## Given exercise:
Please list every line below that contains the word "place", copying each one in full.

## Given entries:
====

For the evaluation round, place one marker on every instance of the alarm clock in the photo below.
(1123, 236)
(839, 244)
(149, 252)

====

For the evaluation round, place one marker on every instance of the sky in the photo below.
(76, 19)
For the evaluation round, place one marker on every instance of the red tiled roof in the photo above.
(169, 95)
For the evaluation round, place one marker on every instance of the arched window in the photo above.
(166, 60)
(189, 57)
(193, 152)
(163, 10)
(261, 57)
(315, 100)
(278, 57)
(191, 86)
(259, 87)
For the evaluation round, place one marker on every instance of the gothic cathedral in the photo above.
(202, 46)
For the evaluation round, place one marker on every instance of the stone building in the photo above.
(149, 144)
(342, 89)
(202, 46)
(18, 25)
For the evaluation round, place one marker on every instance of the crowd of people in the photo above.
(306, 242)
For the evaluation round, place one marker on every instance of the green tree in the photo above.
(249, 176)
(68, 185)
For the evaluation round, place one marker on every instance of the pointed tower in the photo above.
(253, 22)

====

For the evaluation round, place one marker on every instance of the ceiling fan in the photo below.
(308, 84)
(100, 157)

====

## Complete answer:
For the evaluation round, place one marker on every instance of the alarm clock in the photo below.
For the evaluation round, place one marker on every instance of the sky in the photo below.
For the evaluation round, place one marker on every instance of the red tiled roof in the photo above.
For the evaluation round, place one marker on every instance of the arched window in the photo above.
For the evaluation round, place one marker on every instance of the gothic cathedral in the photo above.
For the evaluation round, place one marker on every instance of the stone building in the photo above.
For the evaluation round, place one marker on every instance of the crowd of people in the photo above.
For the evaluation round, place one marker on every instance of the green tree in the photo above.
For the evaluation round, place one marker on every instance of the pointed tower in the photo above.
For the evaluation round, place one marker on every instance of the ceiling fan in the photo below.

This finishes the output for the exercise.